WORK TO BE COMPLETED: Decide whether each statement agrees with the text below about navigation bar buttons: 1. A calendar button was placed in the middle of the navigation bar. 2. The app already supports iCloud. 3. The writer regards the date picker as the hardest part of the app. For each, answer yes or no and quote the deciding words of the text.

TEXT:
With the keyboard up on the iPhone or iPod touch, there's not a lot of space
for controls in the navigation bar. You often need a cancel button and a save
button, and since the title traditionally goes in the middle, there are no
more button spots on the bar.

To solve this, we put the button in the view. Our view is of an index card
given the nature of our app, and on it is a date field. But its a bit subtle,
you can see it here: (not sure if this URL is stable or not.)
[http://a4.mzstatic.com/us/r1000/055/Purple/04/e5/da/mzl.afnj...](http://a4.mzstatic.com/us/r1000/055/Purple/04/e5/da/mzl.afnjusdl.320x480-75.jpg)

However, since customers might not figure out that the date field can be
tapped on to bring up the date picker, we also put a calendar button in the
middle of the Navigation Bar.

We did this by replacing the title with a custom view, in which we put the
button. This is probably what Apple should do.

FWIW, the hardest and most successful part of this app, in my thinking, is the
date picker. You can see a screenshot of it here:
[http://a4.mzstatic.com/us/r1000/015/Purple/a3/6d/de/mzl.mkfr...](http://a4.mzstatic.com/us/r1000/015/Purple/a3/6d/de/mzl.mkfrataa.320x480-75.jpg)

We haven't added iCloud to it yet because we expected reminders, being built
into the OS would kill sales. But that hasn't happened, even with the
advantage of being integrated into Siri. So, we'll be adding iCloud soon as I
can get some spare time.

RECORDS SUPPLIED:
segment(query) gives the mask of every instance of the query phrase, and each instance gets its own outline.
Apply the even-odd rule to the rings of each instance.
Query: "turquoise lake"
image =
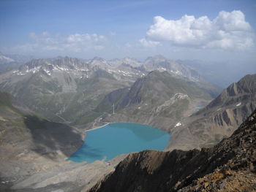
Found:
[[[75,162],[108,161],[122,153],[165,149],[170,134],[154,127],[127,123],[110,123],[86,131],[83,145],[68,159]]]

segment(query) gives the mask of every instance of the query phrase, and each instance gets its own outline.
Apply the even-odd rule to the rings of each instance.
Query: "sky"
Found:
[[[256,58],[255,0],[0,0],[0,51],[83,58]]]

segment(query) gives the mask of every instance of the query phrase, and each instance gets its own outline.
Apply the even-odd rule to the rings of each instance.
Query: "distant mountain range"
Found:
[[[208,91],[214,88],[203,85],[153,71],[132,86],[108,94],[95,110],[108,114],[101,121],[150,124],[169,131],[170,125],[195,112],[197,104],[213,99]],[[116,113],[110,115],[113,104]]]
[[[7,55],[0,59],[5,61],[3,66],[15,63]],[[54,166],[58,172],[60,163],[65,164],[62,175],[66,172],[75,175],[64,159],[83,144],[85,129],[133,122],[169,132],[171,139],[165,150],[176,150],[130,154],[91,191],[208,191],[222,189],[221,182],[231,186],[230,180],[241,178],[248,183],[247,177],[236,175],[251,177],[255,172],[255,156],[249,154],[255,150],[255,112],[236,130],[256,108],[256,74],[245,76],[222,93],[204,79],[192,67],[161,55],[143,62],[129,58],[58,57],[5,68],[0,73],[0,182],[4,173],[4,182],[15,178],[16,187],[34,188],[33,183],[42,182],[42,191],[59,188],[56,183],[54,188],[48,185],[51,179],[59,178],[45,170]],[[214,148],[203,148],[234,131]],[[106,172],[113,168],[108,169]],[[94,174],[102,176],[101,172]],[[82,172],[75,178],[80,176],[87,178]],[[220,177],[219,182],[213,177]],[[90,177],[94,182],[97,179]],[[77,183],[91,182],[61,180],[61,185],[69,180],[65,185],[79,190],[83,186]],[[11,185],[1,183],[0,191]]]
[[[105,111],[97,106],[108,93],[129,87],[152,70],[197,84],[211,96],[219,91],[202,80],[195,70],[160,55],[143,63],[129,58],[34,59],[2,73],[0,89],[50,120],[80,126],[102,115]]]

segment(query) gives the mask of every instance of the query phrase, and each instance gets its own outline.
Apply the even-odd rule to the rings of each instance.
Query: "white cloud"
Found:
[[[146,37],[176,46],[246,50],[254,46],[255,34],[244,13],[234,10],[222,11],[212,20],[207,16],[195,18],[186,15],[176,20],[157,16]]]
[[[151,41],[146,39],[141,39],[139,42],[144,47],[154,47],[160,45],[160,42],[159,42]]]
[[[19,53],[47,53],[50,51],[84,52],[99,50],[105,48],[107,39],[97,34],[75,34],[68,36],[50,35],[45,31],[40,34],[29,34],[31,41],[29,43],[17,45],[13,50]]]
[[[110,34],[111,36],[116,36],[116,33],[114,32],[114,31],[111,31],[111,32],[110,33]]]

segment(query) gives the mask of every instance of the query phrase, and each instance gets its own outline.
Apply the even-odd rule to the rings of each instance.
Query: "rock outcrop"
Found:
[[[212,148],[129,155],[93,191],[255,191],[256,110]]]
[[[211,147],[230,137],[256,109],[256,74],[231,84],[206,107],[171,128],[168,149]]]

EXERCISE SOLUTION:
1. Yes: "we also put a calendar button in the middle of the Navigation Bar"
2. No: "We haven't added iCloud to it yet"
3. Yes: "the hardest and most successful part of this app, in my thinking, is the date picker"